It may not be possible to include all of these points
in the long title, but to exclude every single one of
them is indefensible.
A deal of media interest was sparked by the ARM, and
the official Yes Committee, suggesting a form of words
which were far more informative than the Government's
version but did not include the word "republic". Rather
than fight a pointless battle we varied our submission
to include "republic". But let me be quite clear about
this. The republican movement does not run away from
the word republic, we will be asking people to vote
for a republic. Nobody who goes into the polling booth
will imagine the referendum is about anything other
than a republic. But what we must do is explain what
this republic proposal means.
The form of the question is not just a semantic or idealistic
issue. Last week's Newspoll in the Australian suggested
that the Government's question would receive a 41% Yes,
43% No, 16% undecided vote. In response to a slightly
more informative, but entirely accurate, question the
numbers were 46% Yes, 40% No and 14% undecided. A Newspoll
in January, which posed an even more informative question,
explaining precisely what was involved, showed a 58.5%
Yes vote.
A victory for the monarchy, which has been won by keeping
the electorate in the dark, and rigging the question
itself, will be a hollow victory indeed. It is a crime
to deny a citizen his right to vote. Is it any less
a crime to deny him sufficient information to make an
informed vote?
Now we all know that Mr. Howard intends to vote No and
we respect and accept his position on the ultimate question.
That a Prime Minister is opposing the Referendum that
his government is sponsoring is unusual, but regardless
of his personal view, what should the nation expect
of its Prime Minister during this campaign? Certainly
it expects more than mere partisanship. Australians
are entitled to receive his honest guidance, straightforwardly
delivered, without any spin or manipulation designed
to favour one side or the other.

REQUEST 1 => Count the lines in the listing below that contain the string "white", treating case as significant. Reply with the number alone.

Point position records
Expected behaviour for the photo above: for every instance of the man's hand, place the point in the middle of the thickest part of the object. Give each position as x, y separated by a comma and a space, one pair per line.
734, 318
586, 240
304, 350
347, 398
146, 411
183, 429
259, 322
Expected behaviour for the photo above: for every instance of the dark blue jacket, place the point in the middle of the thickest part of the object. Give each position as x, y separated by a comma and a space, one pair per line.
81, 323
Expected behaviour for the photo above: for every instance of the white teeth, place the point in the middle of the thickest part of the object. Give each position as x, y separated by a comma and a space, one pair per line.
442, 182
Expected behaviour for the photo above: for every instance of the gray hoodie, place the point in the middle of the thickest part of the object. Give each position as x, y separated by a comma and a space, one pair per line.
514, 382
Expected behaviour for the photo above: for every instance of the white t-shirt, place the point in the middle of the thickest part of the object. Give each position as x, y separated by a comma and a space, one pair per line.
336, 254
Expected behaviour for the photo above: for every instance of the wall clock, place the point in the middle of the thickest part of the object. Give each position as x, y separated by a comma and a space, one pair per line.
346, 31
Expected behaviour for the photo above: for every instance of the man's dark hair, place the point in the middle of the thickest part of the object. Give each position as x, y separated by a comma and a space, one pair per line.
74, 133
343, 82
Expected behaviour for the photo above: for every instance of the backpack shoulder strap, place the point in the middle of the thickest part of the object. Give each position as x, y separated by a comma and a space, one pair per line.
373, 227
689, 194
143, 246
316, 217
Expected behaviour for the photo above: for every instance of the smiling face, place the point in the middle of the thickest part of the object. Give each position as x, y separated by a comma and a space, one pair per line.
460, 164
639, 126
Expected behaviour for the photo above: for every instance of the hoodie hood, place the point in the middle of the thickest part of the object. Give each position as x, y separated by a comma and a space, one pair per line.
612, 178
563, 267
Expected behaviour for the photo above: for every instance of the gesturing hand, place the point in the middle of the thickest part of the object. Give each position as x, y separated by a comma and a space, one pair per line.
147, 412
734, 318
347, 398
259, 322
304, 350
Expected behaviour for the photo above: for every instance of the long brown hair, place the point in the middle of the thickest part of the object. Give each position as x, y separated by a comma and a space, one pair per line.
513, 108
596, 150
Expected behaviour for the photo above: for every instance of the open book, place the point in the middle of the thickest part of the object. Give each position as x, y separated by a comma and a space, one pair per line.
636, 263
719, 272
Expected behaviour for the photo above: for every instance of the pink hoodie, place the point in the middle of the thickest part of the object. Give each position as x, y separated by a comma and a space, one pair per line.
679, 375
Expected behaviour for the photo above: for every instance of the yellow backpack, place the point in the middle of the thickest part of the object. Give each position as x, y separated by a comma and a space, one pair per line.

REQUEST 2 =>
Does each statement agree with the referendum speech above? For each, answer yes or no and quote the exact words from the speech that settle it.
(a) A January Newspoll with a more informative question showed a 58.5% Yes vote.
(b) Last week's Newspoll put the Government's question at 46% Yes.
(c) Mr. Howard intends to vote Yes.

EXERCISE RESULT 1 => 2

EXERCISE RESULT 2 =>
(a) Yes: "A Newspoll in January, which posed an even more informative question, explaining precisely what was involved, showed a 58.5% Yes vote."
(b) No: "the Government's question would receive a 41% Yes, 43% No, 16% undecided vote"
(c) No: "Now we all know that Mr. Howard intends to vote No"